**GIVEN ENTRIES:**
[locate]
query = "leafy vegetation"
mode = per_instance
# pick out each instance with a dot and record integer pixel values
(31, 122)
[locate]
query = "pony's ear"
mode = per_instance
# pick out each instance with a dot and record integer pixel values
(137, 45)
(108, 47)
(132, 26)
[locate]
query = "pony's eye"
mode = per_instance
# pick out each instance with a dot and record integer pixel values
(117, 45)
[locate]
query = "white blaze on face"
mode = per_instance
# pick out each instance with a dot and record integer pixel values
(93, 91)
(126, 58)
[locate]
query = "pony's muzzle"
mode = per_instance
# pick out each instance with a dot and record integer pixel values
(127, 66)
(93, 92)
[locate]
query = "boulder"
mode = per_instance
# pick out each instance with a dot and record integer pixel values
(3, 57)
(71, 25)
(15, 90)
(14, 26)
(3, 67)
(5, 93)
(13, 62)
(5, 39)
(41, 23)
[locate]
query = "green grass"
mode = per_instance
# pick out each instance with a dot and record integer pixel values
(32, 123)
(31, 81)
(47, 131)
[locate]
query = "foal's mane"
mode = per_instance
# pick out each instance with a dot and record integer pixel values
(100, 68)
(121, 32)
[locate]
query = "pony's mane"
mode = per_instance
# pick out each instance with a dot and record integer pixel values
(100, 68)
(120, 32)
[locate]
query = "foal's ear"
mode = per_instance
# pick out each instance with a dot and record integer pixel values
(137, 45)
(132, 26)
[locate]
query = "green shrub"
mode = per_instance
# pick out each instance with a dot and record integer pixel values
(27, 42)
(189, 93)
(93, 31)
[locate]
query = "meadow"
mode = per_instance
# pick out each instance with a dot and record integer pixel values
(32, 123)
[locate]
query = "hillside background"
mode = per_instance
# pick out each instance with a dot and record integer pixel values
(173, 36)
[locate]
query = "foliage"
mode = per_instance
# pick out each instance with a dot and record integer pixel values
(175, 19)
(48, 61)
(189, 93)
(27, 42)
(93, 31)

**THE TASK:** Copy the records. Each line should match exactly.

**REPLY TO THE TASK:**
[locate]
query = "leafy vegetation"
mode = per_instance
# pick out each instance with a dot and record integer pixel values
(31, 122)
[locate]
query = "pony's ear"
mode = per_instance
# pick out each instance with a dot and record integer pixel values
(137, 45)
(108, 47)
(132, 26)
[locate]
query = "pony's eye"
mode = per_instance
# pick out each instance with a dot and record integer pixel values
(117, 45)
[locate]
query = "white blaze on face"
mode = per_instance
# pick out each instance with a dot and record integer pixel values
(93, 91)
(126, 58)
[locate]
query = "pony's muzzle"
mode = per_instance
# pick out each instance with a dot and record integer pixel values
(127, 66)
(93, 92)
[locate]
query = "boulder"
mode = per_instance
# pick out each instance with a dot and record integer pixel values
(3, 57)
(71, 25)
(15, 90)
(14, 26)
(3, 67)
(5, 93)
(13, 62)
(5, 39)
(41, 23)
[locate]
query = "green grass"
mode = per_instance
# pick out each instance with a dot and record integer pixel values
(32, 123)
(31, 81)
(47, 131)
[locate]
query = "foal's mane"
mode = per_instance
# pick out each instance with a dot and record integer pixel values
(100, 68)
(121, 32)
[locate]
query = "pony's mane"
mode = per_instance
# pick out each instance with a dot and record integer pixel values
(100, 68)
(120, 32)
[locate]
query = "foal's ear"
mode = per_instance
# pick out each instance with a dot and record integer pixel values
(137, 45)
(132, 26)
[locate]
query = "green shrub"
mode = per_instance
# pick out each instance with a dot and record integer pixel values
(27, 42)
(189, 93)
(93, 31)
[locate]
query = "meadow"
mode = per_instance
# pick out each instance with a dot and record integer pixel values
(32, 123)
[locate]
query = "hillside background"
mode = per_instance
# pick out each instance with a dot and record integer pixel values
(173, 36)
[locate]
query = "foliage"
mode = per_instance
# pick out each instance with a dot and record integer pixel values
(175, 19)
(48, 61)
(189, 93)
(27, 42)
(93, 31)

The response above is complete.